(Excerpts from a dataset)

[Start of Attachment]

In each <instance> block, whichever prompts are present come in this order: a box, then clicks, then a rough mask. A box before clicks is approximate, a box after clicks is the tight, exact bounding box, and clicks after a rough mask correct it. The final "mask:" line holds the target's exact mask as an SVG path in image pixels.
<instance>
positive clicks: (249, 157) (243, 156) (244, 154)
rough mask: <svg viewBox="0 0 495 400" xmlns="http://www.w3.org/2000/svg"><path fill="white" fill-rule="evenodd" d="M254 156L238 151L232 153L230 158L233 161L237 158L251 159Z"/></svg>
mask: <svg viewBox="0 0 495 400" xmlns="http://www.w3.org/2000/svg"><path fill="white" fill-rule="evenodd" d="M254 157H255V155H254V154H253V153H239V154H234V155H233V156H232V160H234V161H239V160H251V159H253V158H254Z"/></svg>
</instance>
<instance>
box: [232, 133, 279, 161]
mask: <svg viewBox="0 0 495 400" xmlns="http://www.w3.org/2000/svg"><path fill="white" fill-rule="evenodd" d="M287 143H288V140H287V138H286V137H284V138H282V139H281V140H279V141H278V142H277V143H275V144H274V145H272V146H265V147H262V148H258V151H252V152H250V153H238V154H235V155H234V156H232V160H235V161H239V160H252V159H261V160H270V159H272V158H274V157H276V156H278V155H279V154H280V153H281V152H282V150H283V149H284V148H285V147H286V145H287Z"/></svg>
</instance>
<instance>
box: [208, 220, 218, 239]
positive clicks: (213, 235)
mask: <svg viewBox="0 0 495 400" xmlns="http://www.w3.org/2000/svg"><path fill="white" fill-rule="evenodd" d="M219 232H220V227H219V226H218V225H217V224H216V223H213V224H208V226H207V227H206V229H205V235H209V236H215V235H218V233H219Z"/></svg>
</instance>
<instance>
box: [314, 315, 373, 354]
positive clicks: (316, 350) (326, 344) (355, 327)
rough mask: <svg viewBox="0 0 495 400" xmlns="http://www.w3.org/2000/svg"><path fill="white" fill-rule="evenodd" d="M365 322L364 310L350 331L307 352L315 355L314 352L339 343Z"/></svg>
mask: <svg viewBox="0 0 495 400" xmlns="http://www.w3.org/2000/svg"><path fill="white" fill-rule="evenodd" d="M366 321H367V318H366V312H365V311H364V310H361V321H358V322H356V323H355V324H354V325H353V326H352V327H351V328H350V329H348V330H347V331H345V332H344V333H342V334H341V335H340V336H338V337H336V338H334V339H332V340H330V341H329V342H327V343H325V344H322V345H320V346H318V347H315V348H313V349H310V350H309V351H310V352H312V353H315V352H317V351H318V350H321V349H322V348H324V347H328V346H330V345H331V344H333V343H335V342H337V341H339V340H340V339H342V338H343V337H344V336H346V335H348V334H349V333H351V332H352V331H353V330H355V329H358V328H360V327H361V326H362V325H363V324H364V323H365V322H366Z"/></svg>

[End of Attachment]

Exercise description = Copy the records exactly.

Solution =
In each <instance> block, whichever prompts are present come in this order: a box, then clicks, then a rough mask. A box before clicks is approximate, a box after clicks is the tight, exact bounding box, and clicks after a rough mask correct it. The final "mask:" line holds the target's exact mask as an SVG path in image pixels.
<instance>
positive clicks: (249, 157) (243, 156) (244, 154)
rough mask: <svg viewBox="0 0 495 400" xmlns="http://www.w3.org/2000/svg"><path fill="white" fill-rule="evenodd" d="M254 156L238 151L232 153L230 158L233 161L237 158L251 159Z"/></svg>
mask: <svg viewBox="0 0 495 400" xmlns="http://www.w3.org/2000/svg"><path fill="white" fill-rule="evenodd" d="M254 157H255V155H254V154H253V153H239V154H234V155H233V156H232V160H234V161H239V160H251V159H253V158H254Z"/></svg>
</instance>
<instance>
box: [232, 133, 279, 161]
mask: <svg viewBox="0 0 495 400" xmlns="http://www.w3.org/2000/svg"><path fill="white" fill-rule="evenodd" d="M287 143H288V140H287V138H286V137H284V138H282V139H281V140H279V141H278V142H277V143H275V144H274V145H272V146H265V147H262V148H258V151H252V152H250V153H238V154H235V155H234V156H232V160H235V161H239V160H252V159H261V160H270V159H272V158H274V157H276V156H278V155H279V154H280V153H281V152H282V150H283V149H284V148H285V147H286V145H287Z"/></svg>
</instance>
<instance>
box: [208, 220, 218, 239]
positive clicks: (213, 235)
mask: <svg viewBox="0 0 495 400" xmlns="http://www.w3.org/2000/svg"><path fill="white" fill-rule="evenodd" d="M219 232H220V227H219V226H218V225H217V224H216V223H213V224H208V226H207V227H206V229H205V235H209V236H215V235H218V233H219Z"/></svg>
</instance>
<instance>
box: [314, 315, 373, 354]
positive clicks: (316, 350) (326, 344) (355, 327)
rough mask: <svg viewBox="0 0 495 400" xmlns="http://www.w3.org/2000/svg"><path fill="white" fill-rule="evenodd" d="M365 322L364 310L350 331L307 352L315 355L314 352L339 343Z"/></svg>
mask: <svg viewBox="0 0 495 400" xmlns="http://www.w3.org/2000/svg"><path fill="white" fill-rule="evenodd" d="M366 321H367V318H366V312H365V311H364V310H361V321H358V322H356V323H355V324H354V325H353V326H352V327H351V328H350V329H348V330H347V331H345V332H344V333H342V334H341V335H340V336H338V337H336V338H334V339H332V340H330V341H329V342H327V343H325V344H322V345H320V346H318V347H315V348H313V349H310V350H309V351H310V352H312V353H315V352H317V351H318V350H321V349H322V348H324V347H328V346H330V345H331V344H333V343H335V342H337V341H339V340H340V339H342V338H343V337H344V336H346V335H348V334H349V333H351V332H352V331H353V330H355V329H358V328H360V327H361V326H362V325H363V324H364V323H365V322H366Z"/></svg>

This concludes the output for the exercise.